§ Task description
Repeat all of the items below word for word, keeping every line unchanged.

## BEGIN Records for this task

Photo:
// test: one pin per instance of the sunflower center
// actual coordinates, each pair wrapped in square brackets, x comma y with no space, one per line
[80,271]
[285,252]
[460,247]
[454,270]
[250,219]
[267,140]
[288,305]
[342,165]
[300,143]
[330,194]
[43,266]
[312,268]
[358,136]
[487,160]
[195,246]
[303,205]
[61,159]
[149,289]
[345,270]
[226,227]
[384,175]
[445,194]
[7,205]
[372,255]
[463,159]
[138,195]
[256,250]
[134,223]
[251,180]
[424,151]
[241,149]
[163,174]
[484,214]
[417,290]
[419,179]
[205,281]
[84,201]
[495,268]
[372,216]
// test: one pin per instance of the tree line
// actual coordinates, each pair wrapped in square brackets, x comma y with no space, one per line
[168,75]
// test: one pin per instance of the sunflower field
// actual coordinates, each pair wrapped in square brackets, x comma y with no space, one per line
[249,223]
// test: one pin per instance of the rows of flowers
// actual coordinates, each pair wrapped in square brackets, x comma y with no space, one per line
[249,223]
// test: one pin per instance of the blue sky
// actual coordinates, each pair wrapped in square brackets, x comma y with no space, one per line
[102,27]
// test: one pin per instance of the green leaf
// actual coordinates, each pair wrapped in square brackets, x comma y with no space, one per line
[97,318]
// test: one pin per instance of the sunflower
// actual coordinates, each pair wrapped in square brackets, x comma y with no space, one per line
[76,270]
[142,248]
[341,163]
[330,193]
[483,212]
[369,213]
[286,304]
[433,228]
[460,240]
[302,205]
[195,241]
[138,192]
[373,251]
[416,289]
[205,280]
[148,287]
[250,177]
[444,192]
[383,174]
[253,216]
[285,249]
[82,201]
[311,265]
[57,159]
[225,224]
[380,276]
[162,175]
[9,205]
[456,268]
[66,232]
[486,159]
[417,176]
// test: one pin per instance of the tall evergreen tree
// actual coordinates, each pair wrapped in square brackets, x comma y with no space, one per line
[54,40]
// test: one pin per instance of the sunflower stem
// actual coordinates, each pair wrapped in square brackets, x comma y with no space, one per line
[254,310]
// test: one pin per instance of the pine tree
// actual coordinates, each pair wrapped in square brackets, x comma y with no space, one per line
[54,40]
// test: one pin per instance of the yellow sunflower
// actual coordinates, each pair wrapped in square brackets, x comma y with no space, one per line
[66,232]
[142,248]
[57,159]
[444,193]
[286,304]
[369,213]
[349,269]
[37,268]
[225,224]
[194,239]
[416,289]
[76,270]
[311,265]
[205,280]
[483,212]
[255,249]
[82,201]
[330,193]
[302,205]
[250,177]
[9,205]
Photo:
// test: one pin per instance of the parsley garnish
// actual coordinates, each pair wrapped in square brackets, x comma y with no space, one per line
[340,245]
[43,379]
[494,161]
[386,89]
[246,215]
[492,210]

## END Records for this task

§ Solution to this task
Photo:
// test: one pin per instance of the sunflower center
// actual coordinates, each pair wrapped in square brackets, x comma y with no space, one per line
[80,271]
[285,252]
[460,247]
[454,270]
[250,219]
[267,140]
[288,305]
[342,165]
[300,143]
[330,194]
[43,266]
[312,268]
[358,136]
[487,160]
[195,246]
[303,205]
[61,159]
[149,289]
[345,270]
[226,227]
[384,175]
[445,194]
[7,205]
[372,255]
[463,159]
[138,195]
[256,250]
[134,223]
[251,180]
[424,151]
[241,149]
[163,174]
[484,214]
[417,290]
[419,179]
[205,281]
[84,201]
[495,268]
[372,216]
// test: one pin per instance of the tree line
// actual coordinates, each pair wrapped in square brackets, x comma y with no space, one per line
[168,75]
// test: one pin per instance of the sunflower field
// actual coordinates, each pair wrapped in square brackets, x comma y with no space, one per line
[249,223]
// test: one pin per instance of the rows of flowers
// actual coordinates, each pair wrapped in square brackets, x comma y with no space, one per line
[249,223]
// test: one pin per instance of the blue sky
// actual coordinates, each pair wrapped in square brackets, x comma y with no space, one per line
[102,27]
// test: one pin per instance of the green leaf
// actual coordinates, each pair wrapped in square brackets, x comma y with no space, one per line
[97,318]
// test: one pin per instance of the sunflower
// actual coordinates, each pair wrapped in square brackets, x comma y with no space, one per line
[76,270]
[142,248]
[341,163]
[330,193]
[483,212]
[369,213]
[286,304]
[433,228]
[460,240]
[302,205]
[195,241]
[138,192]
[373,251]
[416,289]
[205,280]
[148,287]
[250,177]
[444,192]
[383,174]
[253,216]
[285,249]
[82,201]
[311,265]
[57,159]
[225,224]
[380,276]
[162,175]
[9,205]
[456,268]
[66,232]
[486,159]
[417,176]
// test: one pin per instance of the tall evergreen tree
// actual coordinates, each pair wrapped in square brackets, x comma y with no space, one per line
[54,40]
// test: one pin per instance of the sunflower stem
// actual coordinates, each pair wrapped in square brackets, x comma y with no space, one per line
[254,310]
// test: one pin per instance of the pine tree
// actual coordinates, each pair wrapped in square brackets, x comma y with no space, one per line
[54,40]
// test: one pin per instance of the yellow sunflower
// actual coordinates, each pair wrapped in square brackets, x comma y with no space, one per line
[66,232]
[142,248]
[57,159]
[444,193]
[286,304]
[369,213]
[349,269]
[37,268]
[225,224]
[194,239]
[416,289]
[76,270]
[311,265]
[205,280]
[483,212]
[255,249]
[82,201]
[330,193]
[302,205]
[250,177]
[9,205]
Photo:
// test: one pin per instance of the parsley garnish
// actual coordinates, each pair wrapped in square brackets, x comma y with no space, one per line
[340,245]
[43,379]
[494,161]
[386,89]
[246,215]
[492,210]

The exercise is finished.